- SOURCE DOCUMENT:
........

The present figure is a paragon of Newari gilt-copper imagery, dated to the earliest years of the Malla period, widely considered the high point of Nepalese art. The Newaris, the traditional inhabitants of the Kathmandu Valley, were the master metal casters of the period, and their services were patronized far and wide, including at the imperial workshops of the Yuan dynasty in Beijing. According to the characteristic tradition of Nepalese artists, the present image was gilt through a technique called fire-gilding. In this process, the artist mixes gold powder with mercury to form a paste, which is applied and fused to the metal surface under the influence of heat. Such a technique, while dangerous, results in the rich, shimmering gilding visible on the present sculpture. The metal surface below the gilding has an extraordinarily high copper content, another characteristic of Newari metal images, which lends it a soft, warmish brown patina.
The sculpture of the early Malla period, starting from the second half of the twelfth century through the fifteenth century, is characterized by pronounced musculature and elaborate ornamentation. Aesthetically, examples made during the early Malla period are among the most refined, with elegant, graceful bodies, delicate hands and fine facial features. The present work is a masterful representation of the fully-developed early Malla style. The figure is modelled with broad, well postured shoulders and a narrow attenuated waist. The diaphanous robe is incised with floral motifs and beading along continuous hems. The downcast face is centered by a small, bow-shaped mouth and aquiline nose below heavy-lidded eyes and sharply arched brows. The forehead is distinguished by the prominent urna, which is represented as an inlaid teardrop.

........

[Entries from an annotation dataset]
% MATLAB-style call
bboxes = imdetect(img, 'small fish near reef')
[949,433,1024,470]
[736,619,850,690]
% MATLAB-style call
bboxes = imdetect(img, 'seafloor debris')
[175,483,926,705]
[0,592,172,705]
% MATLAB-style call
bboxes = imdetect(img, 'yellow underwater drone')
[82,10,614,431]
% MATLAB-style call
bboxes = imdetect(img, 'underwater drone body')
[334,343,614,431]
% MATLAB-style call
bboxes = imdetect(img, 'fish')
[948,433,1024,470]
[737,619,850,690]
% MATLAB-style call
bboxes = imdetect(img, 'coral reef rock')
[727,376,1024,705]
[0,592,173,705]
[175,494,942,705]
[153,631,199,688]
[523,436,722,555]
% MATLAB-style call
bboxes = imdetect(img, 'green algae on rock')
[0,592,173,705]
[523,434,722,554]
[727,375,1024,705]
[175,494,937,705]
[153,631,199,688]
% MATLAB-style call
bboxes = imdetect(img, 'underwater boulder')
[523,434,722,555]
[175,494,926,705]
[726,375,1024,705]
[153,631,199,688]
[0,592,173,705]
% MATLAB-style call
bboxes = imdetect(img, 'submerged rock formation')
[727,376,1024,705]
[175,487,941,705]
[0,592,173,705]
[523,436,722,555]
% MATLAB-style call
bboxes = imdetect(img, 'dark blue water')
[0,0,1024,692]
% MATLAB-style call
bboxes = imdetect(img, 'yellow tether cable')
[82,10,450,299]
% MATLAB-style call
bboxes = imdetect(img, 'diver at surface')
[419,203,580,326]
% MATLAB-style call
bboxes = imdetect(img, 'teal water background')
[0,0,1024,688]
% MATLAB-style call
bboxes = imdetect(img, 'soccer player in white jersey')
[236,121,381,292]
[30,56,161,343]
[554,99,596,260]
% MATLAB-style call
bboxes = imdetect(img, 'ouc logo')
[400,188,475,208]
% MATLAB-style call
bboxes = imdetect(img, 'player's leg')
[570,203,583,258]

........

- TASK INSTRUCTIONS:
• 1. According to the passage on Newari gilt-copper sculpture, why does the metal surface beneath the gilding have a soft, warmish brown patina?
• 2. For each statement below, decide whether the passage on Newari gilt-copper sculpture supports it. Answer yes or no and quote the deciding words.
(a) In fire-gilding, gold powder is combined with mercury to make a paste.
(b) The early Malla period began in the first half of the twelfth century.
(c) The urna on the figure's forehead takes the form of an inlaid teardrop.
• 3. Continue the passage on Newari gilt-copper sculpture from the point where it stops.

- IN RESPONSE:
• 1. The metal below the gilding has an extraordinarily high copper content, which is characteristic of Newari metal images. That copper content gives the surface its soft, warmish brown patina.

• 2.
(a) Yes: "the artist mixes gold powder with mercury to form a paste"
(b) No: "starting from the second half of the twelfth century through the fifteenth century"
(c) Yes: "the prominent urna, which is represented as an inlaid teardrop"

• 3.
Early Malla works are rare amongst the wider compendium of Nepalese art history, including very few images of seated Shakyamuni such as the present example. A slightly smaller gilt-copper figure of Crowned Buddha, dated to the fourteenth-century, was sold at Christie’s New York, 19 March 2014, lot 1010, for $509,000. More recently, a similarly-sized but considerably-worn early Malla-period figure of Buddha Shakyamuni, formerly in the collection of Sam and Myrna Myers, was sold at Sotheby’s London on 4 November 2021, lot 332.